··· DOCUMENT ···

How to calculate weighted average for 0 values

Question

I am facing an issue in performing a weighted average logic in excel.
I am looking at 4 fields for different deliverables: Total, Complete, Pending and Weight.

The weighted average for a particular deliverable is calculated as : (Complete/Total) * Weight for example ((5/10) * 0.20) = 10%

For each of the deliverable, I have calculated the % and then added all of the % together.

Deliverable 1 - 10 = 10% + 20% + 5% + .... = 65%

My question is:
if for a particular deliverable, the available field is 'Not Applicable' or '0', then the weighted average for that deliverable will be 0%. There by, the total will be on a lower side. So, is there a better way to represent this? How can I solve this issue?

I believe you should elaborate your question more, i am finding it difficult to understand.What does `the available field is 'Not Applicable' or '0'` mean ? — frunkad, Aug 30 '16 at 08:44
For a few deliverable, there might be no Total or Available volume. so it will be 0. If it is 0, then the weighted average for that deliverable will be 0% which compromises the weighted average aggregation for all deliverables — Rikin, Aug 30 '16 at 08:47

ABrowne · Accepted Answer · 2016-08-31T13:40:20.790

0

Ok, so if I am understanding you correctly you are saying the following:

(complete/total) * weight = weighted_average

Where this is one of many weighted averages that will be summed to provide a total_deliverable_value.

You have a case where this algorithm outputs 0% for a weighted_average due to a data issue. This is falsely lowering the total_deliverable_value.

Options:

add assumed values for missing data (clearly mark them as assumed rather than recorded fact)
Have a standard weight for missing data. For example, all missing data gets 20%
Go source the missing data
Change how you are calculating the total_deliverable_value, i.e

instead of:

total_deliverable_value = sum(weighted_average::weighted_average)

use something like this:

total_deliverable_value = sum(weighted_average::weighted_average) / count_of_data_values

where count_of_data_values is the number of non-missing data values you had.

··· RECORDS PROVIDED ···

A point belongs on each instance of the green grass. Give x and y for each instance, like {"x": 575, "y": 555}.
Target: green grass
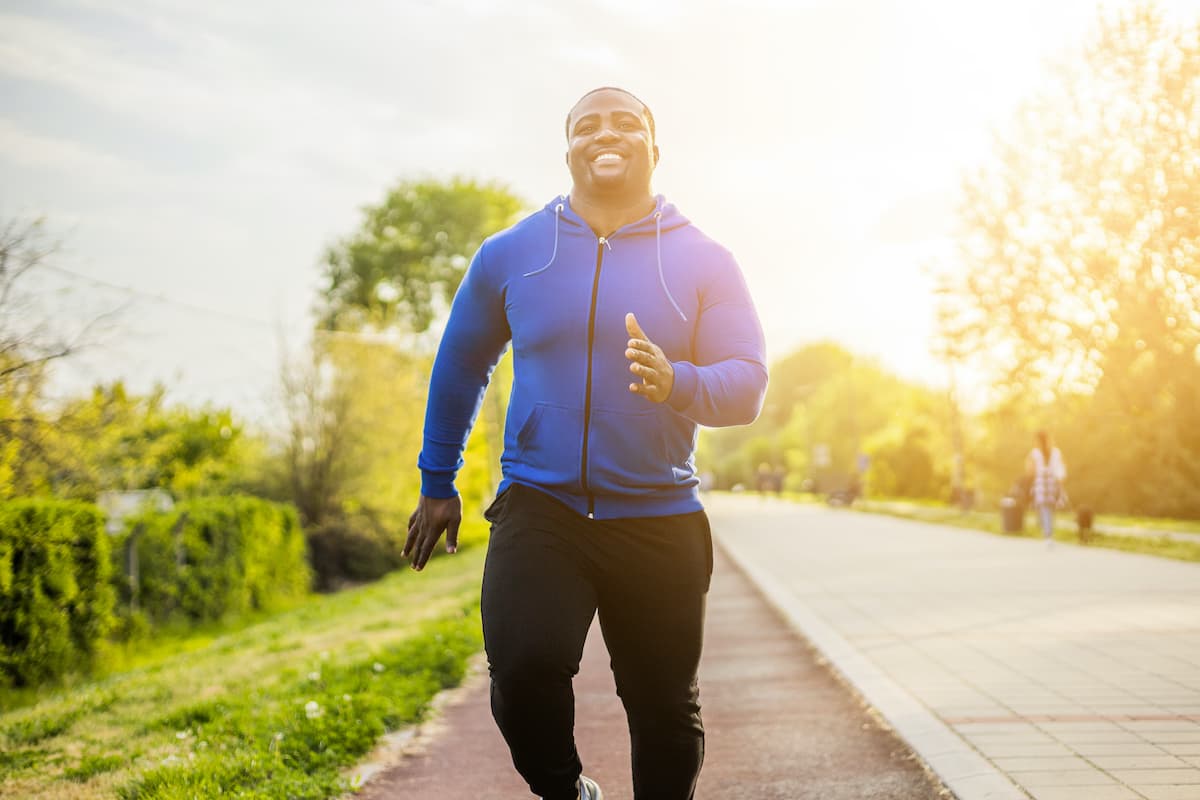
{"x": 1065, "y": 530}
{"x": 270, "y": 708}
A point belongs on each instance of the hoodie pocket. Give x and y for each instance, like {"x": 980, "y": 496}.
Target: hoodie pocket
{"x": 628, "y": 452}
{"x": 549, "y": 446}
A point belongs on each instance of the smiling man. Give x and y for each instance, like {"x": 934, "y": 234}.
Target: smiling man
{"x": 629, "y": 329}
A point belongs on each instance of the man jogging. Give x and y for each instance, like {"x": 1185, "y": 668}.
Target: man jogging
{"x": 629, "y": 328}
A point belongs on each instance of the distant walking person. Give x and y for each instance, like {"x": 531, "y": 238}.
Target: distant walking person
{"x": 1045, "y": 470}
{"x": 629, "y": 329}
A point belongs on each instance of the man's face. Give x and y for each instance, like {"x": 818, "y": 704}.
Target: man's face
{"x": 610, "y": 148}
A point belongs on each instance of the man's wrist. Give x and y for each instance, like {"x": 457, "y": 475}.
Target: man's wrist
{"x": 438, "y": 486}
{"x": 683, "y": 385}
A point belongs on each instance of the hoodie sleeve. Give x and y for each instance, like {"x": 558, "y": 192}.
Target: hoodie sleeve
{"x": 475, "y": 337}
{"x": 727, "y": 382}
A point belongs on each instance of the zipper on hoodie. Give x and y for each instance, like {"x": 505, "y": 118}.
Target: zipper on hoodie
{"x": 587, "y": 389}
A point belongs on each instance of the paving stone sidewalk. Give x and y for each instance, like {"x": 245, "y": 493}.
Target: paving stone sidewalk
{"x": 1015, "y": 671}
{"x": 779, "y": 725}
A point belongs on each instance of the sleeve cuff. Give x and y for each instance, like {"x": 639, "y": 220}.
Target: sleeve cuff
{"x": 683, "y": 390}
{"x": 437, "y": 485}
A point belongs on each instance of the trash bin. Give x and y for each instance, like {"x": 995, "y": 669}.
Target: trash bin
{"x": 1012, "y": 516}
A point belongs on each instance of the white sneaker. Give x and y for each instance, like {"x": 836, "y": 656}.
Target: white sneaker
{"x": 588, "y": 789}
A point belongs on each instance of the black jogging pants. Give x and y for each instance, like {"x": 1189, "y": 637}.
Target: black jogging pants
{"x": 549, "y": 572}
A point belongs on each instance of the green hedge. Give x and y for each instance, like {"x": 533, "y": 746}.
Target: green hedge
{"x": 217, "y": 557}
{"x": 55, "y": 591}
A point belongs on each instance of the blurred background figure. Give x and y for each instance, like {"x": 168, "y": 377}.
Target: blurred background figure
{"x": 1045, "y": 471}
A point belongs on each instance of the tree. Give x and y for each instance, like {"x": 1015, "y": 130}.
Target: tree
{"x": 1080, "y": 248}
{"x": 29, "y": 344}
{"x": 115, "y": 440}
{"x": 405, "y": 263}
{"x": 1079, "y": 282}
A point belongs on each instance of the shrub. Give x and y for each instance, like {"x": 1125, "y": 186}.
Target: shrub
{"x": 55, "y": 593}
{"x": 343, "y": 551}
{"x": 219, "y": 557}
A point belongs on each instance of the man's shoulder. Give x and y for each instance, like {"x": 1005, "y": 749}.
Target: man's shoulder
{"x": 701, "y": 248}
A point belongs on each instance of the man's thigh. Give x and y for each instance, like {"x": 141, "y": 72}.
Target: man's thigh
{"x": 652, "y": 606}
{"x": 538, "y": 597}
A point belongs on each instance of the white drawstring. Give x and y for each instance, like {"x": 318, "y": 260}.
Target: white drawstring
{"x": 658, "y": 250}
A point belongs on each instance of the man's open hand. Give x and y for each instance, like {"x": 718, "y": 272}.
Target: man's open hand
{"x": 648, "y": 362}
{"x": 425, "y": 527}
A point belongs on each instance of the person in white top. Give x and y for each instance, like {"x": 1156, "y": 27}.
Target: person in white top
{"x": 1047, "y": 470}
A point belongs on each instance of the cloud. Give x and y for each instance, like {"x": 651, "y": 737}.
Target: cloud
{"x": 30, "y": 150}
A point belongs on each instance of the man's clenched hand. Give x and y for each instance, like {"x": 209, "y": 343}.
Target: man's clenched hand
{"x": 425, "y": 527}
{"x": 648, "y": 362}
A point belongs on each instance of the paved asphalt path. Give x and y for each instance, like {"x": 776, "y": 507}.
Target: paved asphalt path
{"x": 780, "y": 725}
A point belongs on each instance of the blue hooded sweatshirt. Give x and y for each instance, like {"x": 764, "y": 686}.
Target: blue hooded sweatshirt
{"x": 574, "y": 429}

···

PROBLEM SET:
A. In the forum thread above, rewrite more briefly the paragraph that begins "if for a particular deliverable," keeping its main facts.
B. How many lines of the listing contain the word "zipper"? Reply with the number only.

TASK-BY-TASK ANSWERS:
A. If a deliverable's available field is 'Not Applicable' or '0', its weighted average becomes 0%, which pulls the total down. The asker wants a better way to represent or solve this.

B. 2